------ Text section ------
Sunday, February 27, 2011

Quick Outfit Post So You Don't Forget Me!


This is my Sunday goin' to meetin' outfit today.  The combination red, black, bow and polka dots evoked a slight Minnie Mouse resemblance.  I have on a wonderful new pair of oxfords I wish you could see.  I picked them up at our grocery store for $11, total bargain.  The skirt I bought from Twila Jean.  I had let it slip through my fingers previously then when I saw it in her Etsy shop I couldn't let it go again.  Here she is modeling, which shows just how perfect it is-and truer color.  (I have to admit I debated putting her gorgeous photo up with the one of me.)

Sunday, February 13, 2011

Be Mine!




We celebrated Valentine's Day yesterday.  Mav and I went with another couple to see the stage adaptation of C.S. Lewis's The Screwtape Letters, followed by dinner and a V.D. party.  The usual suspects were all there; our hosts Team Jessup, Vixen Vintage and the lovely ex-Housewife.
I made this skirt and have decided to make one for each holiday.  It was so simple and fun.
It was fun to be out, but two nights out in one week is pushing my limit.  Wonderful thing about yesterday was Team Jessup also threw a kids V.D. party earlier in the day, giving my girls a fun place to be while we went to the theatre.  Family is a very good thing.

Thursday, February 10, 2011

Well It's Been 20 Years & A Thousand Tears


  Mav took me out to see Social Distortion last night.  I have been going to their shows for over 20 years.  I hear my life paralleled to their music and I realize we have gone through life stages side by side.  Beginning with Mommy's Little Monster and now coming full circle on the new album with Writing On The Wall, a song about being the parent of a teenager.  I have shared their shows with friends and lovers I will never see again.  Some by choice, some from time and a few because they have died.  For a few moments at the show I was overcome by all of this and thought I was going to cry.  It was fitting they ended the show with Story Of My Life.  The self titled Social Distortion album is my all time favorite.  It could have something to do with the fact I was 17 when it came out.   A lot has changed since then but they still are a constant for me.
------ Information provided ------
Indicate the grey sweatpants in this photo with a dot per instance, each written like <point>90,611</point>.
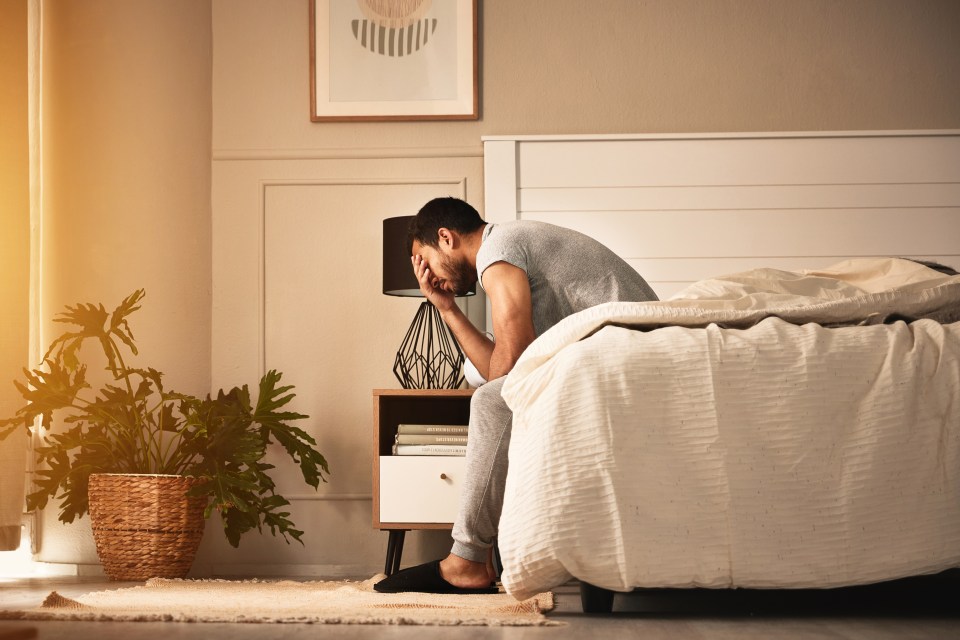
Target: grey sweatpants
<point>481,499</point>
------
__Task list__.
1. Retype the stretch of the blog posts from "Mav took me" through "constant for me.".
2. Carry the blog posts forward from their final sentence.
The data above stands apart from the blog posts.

__The responses__.
1.
Mav took me out to see Social Distortion last night.  I have been going to their shows for over 20 years.  I hear my life paralleled to their music and I realize we have gone through life stages side by side.  Beginning with Mommy's Little Monster and now coming full circle on the new album with Writing On The Wall, a song about being the parent of a teenager.  I have shared their shows with friends and lovers I will never see again.  Some by choice, some from time and a few because they have died.  For a few moments at the show I was overcome by all of this and thought I was going to cry.  It was fitting they ended the show with Story Of My Life.  The self titled Social Distortion album is my all time favorite.  It could have something to do with the fact I was 17 when it came out.   A lot has changed since then but they still are a constant for me.

2.
 I'll admit Mike Ness has always been the hearthtrob.  A lot of my girlfriends have slept with him, ( the 'scene' used to be so small) and I realized early on it meant more not to.  (that's what I tell myself j/k)  He and I had breakfast together once early in my marriage.  Mav was on a trip, it was all innocent and nice-although Mav wasn't very happy.   Funny story goes not long after when Ruth was born they made a mistake on her birth certificate and wrote 'Ness' instead of 'Mess'.  I like to tease Mav about that.  (She's 14 now and he can almost laugh about it!)
 I don't go out to shows anymore but I always make an exception for Social D.  I have to wonder though, how has he aged so much while I have stayed the same?!

Friday, February 4, 2011

Chase The Chubbies Away


I am pretty sick today and it bums me out because we missed running yesterday and now I am missing it today.  Yes, I am back at it!  We started last week at the beginning of Couch To 5K.  Starting at the beginning after all the hard running work we put in last year can be discouraging, but it is better than not re starting at all.

What happened was I got to the point where, although I wasn't at goal, I was content.  My clothes fit fine, maybe even with a bit of room and while I did not feel thin, I also didn't feel fat.  It is this happy medium that was the beginning of trouble.  "Happy" being a key word.  I feel happy and I want to celebrate life with family and friends, which of course means f-o-o-d.  So fast forward several months to the present and here you have me feeling miserable, nothing fits and I not only feel fat but the scale reinforces that feeling.

I am 10 pounds heavier than I was the last time I started running.  I have been afraid of the scale for months and braved it yesterday and while not surprised, I was disappointed.

I will not share my weight and measurements with you this time.  I just can't.

Changes are coming.  Exercise is the first step I am taking.  I am taking smaller steps toward healthier eating (although I will get there).  I debate going back to Weight Watchers.  I know it works but wish I could make the changes as lifestyle changes rather than joining a program.  One reason is because when I am not part of WW I leave it all behind.  It seems separate from my "real life".

Here are a few things I am doing now to get back on track;
Beginning Couch to 5K with the goal of running a 5K at the end of March.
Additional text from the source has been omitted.